[Entries]:
* begin *
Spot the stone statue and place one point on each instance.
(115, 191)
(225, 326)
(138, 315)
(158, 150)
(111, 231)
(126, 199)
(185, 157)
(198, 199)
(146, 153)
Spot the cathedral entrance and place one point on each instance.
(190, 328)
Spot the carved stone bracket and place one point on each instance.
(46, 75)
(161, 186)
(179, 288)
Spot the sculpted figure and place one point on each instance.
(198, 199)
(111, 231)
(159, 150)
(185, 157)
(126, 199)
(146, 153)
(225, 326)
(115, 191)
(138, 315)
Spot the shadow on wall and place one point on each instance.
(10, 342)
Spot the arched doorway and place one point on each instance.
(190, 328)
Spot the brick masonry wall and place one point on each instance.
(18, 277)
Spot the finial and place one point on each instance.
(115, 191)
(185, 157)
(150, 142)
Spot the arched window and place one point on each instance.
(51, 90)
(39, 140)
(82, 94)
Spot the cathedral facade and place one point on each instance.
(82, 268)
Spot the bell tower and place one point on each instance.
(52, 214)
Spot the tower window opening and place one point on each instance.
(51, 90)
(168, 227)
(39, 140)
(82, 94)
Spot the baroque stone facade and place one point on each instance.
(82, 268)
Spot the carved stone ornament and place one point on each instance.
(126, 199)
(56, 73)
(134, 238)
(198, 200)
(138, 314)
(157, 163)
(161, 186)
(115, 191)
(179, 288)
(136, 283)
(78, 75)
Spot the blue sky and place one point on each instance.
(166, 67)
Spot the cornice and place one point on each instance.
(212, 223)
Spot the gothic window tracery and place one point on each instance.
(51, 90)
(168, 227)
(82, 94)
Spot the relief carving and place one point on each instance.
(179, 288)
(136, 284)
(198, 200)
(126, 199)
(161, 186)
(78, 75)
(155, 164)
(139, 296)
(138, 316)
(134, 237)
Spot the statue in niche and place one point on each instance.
* end *
[The problem]:
Give back all the data exactly as written.

[Solution for this exercise]:
Spot the stone statue and place one point on each instance.
(115, 191)
(225, 326)
(138, 315)
(158, 150)
(111, 231)
(126, 199)
(185, 157)
(198, 199)
(146, 153)
Spot the cathedral entrance and place one point on each instance.
(190, 328)
Spot the carved stone bracket and place one point on each instance.
(46, 75)
(161, 186)
(179, 288)
Spot the sculpted figure and place one point on each instance.
(198, 199)
(111, 231)
(159, 150)
(185, 157)
(126, 199)
(146, 153)
(225, 326)
(115, 191)
(138, 315)
Spot the shadow on wall and place one point on each instance.
(10, 342)
Spot the arched doorway and place one point on each instance.
(190, 328)
Spot the brick masonry wall and place one point on each instance.
(18, 277)
Spot the finial and place one point on each instance.
(115, 191)
(185, 157)
(150, 142)
Spot the arched window and place one point on each instance.
(51, 90)
(39, 140)
(82, 94)
Spot the cathedral facade and place one point on each instance.
(82, 268)
Spot the bell tower and place one point on each instance.
(52, 214)
Spot the tower window opening and place one point on each instance.
(51, 90)
(168, 227)
(39, 140)
(82, 94)
Spot the baroque stone facade and place one point on each instance.
(82, 268)
Spot the carved stone ornament and place one point on each instance.
(126, 199)
(56, 73)
(134, 238)
(198, 200)
(138, 314)
(157, 163)
(161, 186)
(115, 191)
(179, 288)
(136, 283)
(78, 75)
Spot the blue sky and place one point on each instance.
(166, 67)
Spot the cornice and place one point on each instance.
(212, 223)
Spot the gothic window tracery and place one point on each instance.
(51, 90)
(168, 227)
(82, 94)
Spot the relief carving and place one point on each instance.
(179, 288)
(136, 284)
(198, 200)
(126, 199)
(161, 186)
(78, 75)
(155, 164)
(139, 296)
(138, 316)
(134, 237)
Spot the statue in niche and place one point on each instance.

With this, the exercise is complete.